* _EXTRACTO SELECCIONADO_:
* * * * * * *
POR JAIME SOSA
En
las últimas décadas México se ha transformado profundamente. A pesar de
que la mayoría de sus políticos e intelectuales parece no haberse percatado de
los cambios radicales que ha sufrido la población, al concentrarse
preponderantemente en zonas urbanas por la expansión de la actividad
industrial y de los servicios, y el olvido del campo en la política de
desarrollo, los graves problemas del crecimiento de las ciudades y
áreas metropolitanas se imponen ya como temas cruciales e ineludibles de
la agenda del gobierno y de la sociedad.
Hoy
cerca de 80 % de los mexicanos vivimos en las ciudades, a diferencia
de 1980 en que éramos 55%.
El
patrón de crecimiento ha generado extremos que hablan de la profunda
desigualdad y polarización que caracteriza el ordenamiento territorial del país
donde coexisten metrópolis como la ciudad de México y una enorme dispersión de
185 mil pequeñas localidades, a las cuales es muy difícil dotar de
infraestructura y servicios.
Las
ciudades han crecido de manera anárquica y sin plan alguno, siempre bajo
la lógica de los intereses particulares que, frente a la improvisación y los
yerros de la política gubernamental, minimizan el interés general e
imponen un modo de crecimiento costoso para la población: ineficiente,
contaminante, destructor del tejido social y de las practicas comunitarias,
inseguro y violento, e inequitativo.
Todo
esto se deriva de un concepto de la forma de vivir que el sistema económico ha
generalizado como una cultura que conjuga las expectativas de ascenso
social y las aspiraciones vitales que caracterizan a la clase media, y en la
cual destacan el uso del asfalto, el concreto, el automóvil, la
televisión la comida rápida, la telefonía celular y las nuevas
tecnologías de la información, y en la que prevalecen el individualismo,
la violencia, la discriminación y el consumismo.
Nuestras
ciudades se rigen por las reglas que impone el uso del automóvil; no existen
banquetas seguras y cómodas para caminar; se desprecia a los ciclistas y
a los peatones; la mayoría de los habitantes padece de sobrepeso, obesidad,
diabetes y problemas cardiovasculares; el transporte público es pésimo y
caro, las distancias que se deben de recorrer para ir al trabajo y a la escuela
son cada vez mayores, así como el tiempo que se le dedica.
Lo
más preocupante, sin embargo, son los procesos de descomposición y de violencia
que van aparejados a la desigualdad social, a la presencia generalizada
del crimen organizado y al entorno que se ha creado en las ciudades por el urbanismo
salvaje que se ha
propiciado en las últimas décadas. La falta de oportunidades de educación
y de empleo reproduce la pobreza, la exclusión y la desigualdad social,
propicia la incorporación de miles de jóvenes a las redes del crimen, expulsa a
miles de niñas y niños a la calle, alienta la drogadicción, la trata de
personas, el alcoholismo, el suicidio y la violencia en todas sus
expresiones, especialmente la violencia contra las mujeres.
* * * * * * *
* _REGISTROS DE ORIGEN_:
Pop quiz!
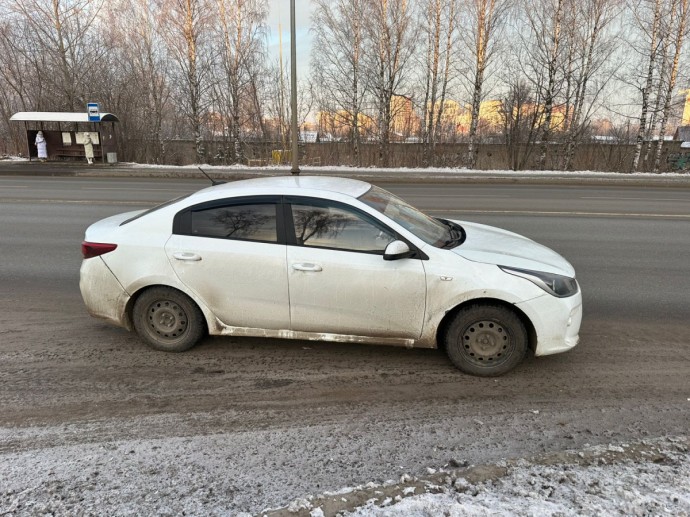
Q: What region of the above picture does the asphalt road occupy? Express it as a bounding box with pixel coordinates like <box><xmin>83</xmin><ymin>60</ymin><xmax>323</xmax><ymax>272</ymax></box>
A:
<box><xmin>0</xmin><ymin>177</ymin><xmax>690</xmax><ymax>512</ymax></box>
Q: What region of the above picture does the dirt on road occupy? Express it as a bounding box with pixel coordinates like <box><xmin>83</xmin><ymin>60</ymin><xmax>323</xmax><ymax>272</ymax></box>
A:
<box><xmin>0</xmin><ymin>287</ymin><xmax>690</xmax><ymax>513</ymax></box>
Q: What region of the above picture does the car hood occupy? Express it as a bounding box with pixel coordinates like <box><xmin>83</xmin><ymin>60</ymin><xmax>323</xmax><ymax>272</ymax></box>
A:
<box><xmin>451</xmin><ymin>221</ymin><xmax>575</xmax><ymax>277</ymax></box>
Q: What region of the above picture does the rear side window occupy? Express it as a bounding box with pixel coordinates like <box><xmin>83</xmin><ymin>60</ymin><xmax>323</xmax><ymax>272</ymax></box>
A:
<box><xmin>189</xmin><ymin>203</ymin><xmax>278</xmax><ymax>242</ymax></box>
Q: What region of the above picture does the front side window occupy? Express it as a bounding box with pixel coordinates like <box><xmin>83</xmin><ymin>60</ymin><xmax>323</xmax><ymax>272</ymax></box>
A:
<box><xmin>358</xmin><ymin>186</ymin><xmax>448</xmax><ymax>248</ymax></box>
<box><xmin>191</xmin><ymin>203</ymin><xmax>278</xmax><ymax>242</ymax></box>
<box><xmin>291</xmin><ymin>200</ymin><xmax>396</xmax><ymax>254</ymax></box>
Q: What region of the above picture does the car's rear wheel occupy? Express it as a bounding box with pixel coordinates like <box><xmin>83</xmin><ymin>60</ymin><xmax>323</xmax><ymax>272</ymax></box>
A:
<box><xmin>132</xmin><ymin>287</ymin><xmax>206</xmax><ymax>352</ymax></box>
<box><xmin>444</xmin><ymin>305</ymin><xmax>528</xmax><ymax>377</ymax></box>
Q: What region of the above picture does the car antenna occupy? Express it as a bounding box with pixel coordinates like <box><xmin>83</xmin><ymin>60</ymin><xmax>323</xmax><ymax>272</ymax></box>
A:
<box><xmin>197</xmin><ymin>167</ymin><xmax>225</xmax><ymax>187</ymax></box>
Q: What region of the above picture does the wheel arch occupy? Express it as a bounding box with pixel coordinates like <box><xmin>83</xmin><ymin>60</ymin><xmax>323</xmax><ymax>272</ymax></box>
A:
<box><xmin>436</xmin><ymin>298</ymin><xmax>537</xmax><ymax>352</ymax></box>
<box><xmin>124</xmin><ymin>283</ymin><xmax>210</xmax><ymax>334</ymax></box>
* * * * * * *
* _LO SOLICITADO_:
A. Reproduce literalmente el pasaje del extracto sobre la urbanización de México que empieza en las palabras "POR JAIME SOSA" y termina tras las palabras "que éramos 55%.".
B. Expresa como tabla Markdown, con las columnas Nº y Línea, solo las líneas de los registros que van desde la que contiene "Q: What region of the above picture does the car hood" hasta el final de los registros, ambos extremos incluidos. Omite las líneas en blanco.

* _RESULTADOS FINALES_:
A.
POR JAIME SOSA
En
las últimas décadas México se ha transformado profundamente. A pesar de
que la mayoría de sus políticos e intelectuales parece no haberse percatado de
los cambios radicales que ha sufrido la población, al concentrarse
preponderantemente en zonas urbanas por la expansión de la actividad
industrial y de los servicios, y el olvido del campo en la política de
desarrollo, los graves problemas del crecimiento de las ciudades y
áreas metropolitanas se imponen ya como temas cruciales e ineludibles de
la agenda del gobierno y de la sociedad.
Hoy
cerca de 80 % de los mexicanos vivimos en las ciudades, a diferencia
de 1980 en que éramos 55%.

B.
| Nº | Línea |
|---|---|
| 1 | Q: What region of the above picture does the car hood occupy? Express it as a bounding box with pixel coordinates like <box><xmin>83</xmin><ymin>60</ymin><xmax>323</xmax><ymax>272</ymax></box> |
| 2 | A: |
| 3 | <box><xmin>451</xmin><ymin>221</ymin><xmax>575</xmax><ymax>277</ymax></box> |
| 4 | Q: What region of the above picture does the rear side window occupy? Express it as a bounding box with pixel coordinates like <box><xmin>83</xmin><ymin>60</ymin><xmax>323</xmax><ymax>272</ymax></box> |
| 5 | A: |
| 6 | <box><xmin>189</xmin><ymin>203</ymin><xmax>278</xmax><ymax>242</ymax></box> |
| 7 | Q: What region of the above picture does the front side window occupy? Express it as a bounding box with pixel coordinates like <box><xmin>83</xmin><ymin>60</ymin><xmax>323</xmax><ymax>272</ymax></box> |
| 8 | A: |
| 9 | <box><xmin>358</xmin><ymin>186</ymin><xmax>448</xmax><ymax>248</ymax></box> |
| 10 | <box><xmin>191</xmin><ymin>203</ymin><xmax>278</xmax><ymax>242</ymax></box> |
| 11 | <box><xmin>291</xmin><ymin>200</ymin><xmax>396</xmax><ymax>254</ymax></box> |
| 12 | Q: What region of the above picture does the car's rear wheel occupy? Express it as a bounding box with pixel coordinates like <box><xmin>83</xmin><ymin>60</ymin><xmax>323</xmax><ymax>272</ymax></box> |
| 13 | A: |
| 14 | <box><xmin>132</xmin><ymin>287</ymin><xmax>206</xmax><ymax>352</ymax></box> |
| 15 | <box><xmin>444</xmin><ymin>305</ymin><xmax>528</xmax><ymax>377</ymax></box> |
| 16 | Q: What region of the above picture does the car antenna occupy? Express it as a bounding box with pixel coordinates like <box><xmin>83</xmin><ymin>60</ymin><xmax>323</xmax><ymax>272</ymax></box> |
| 17 | A: |
| 18 | <box><xmin>197</xmin><ymin>167</ymin><xmax>225</xmax><ymax>187</ymax></box> |
| 19 | Q: What region of the above picture does the wheel arch occupy? Express it as a bounding box with pixel coordinates like <box><xmin>83</xmin><ymin>60</ymin><xmax>323</xmax><ymax>272</ymax></box> |
| 20 | A: |
| 21 | <box><xmin>436</xmin><ymin>298</ymin><xmax>537</xmax><ymax>352</ymax></box> |
| 22 | <box><xmin>124</xmin><ymin>283</ymin><xmax>210</xmax><ymax>334</ymax></box> |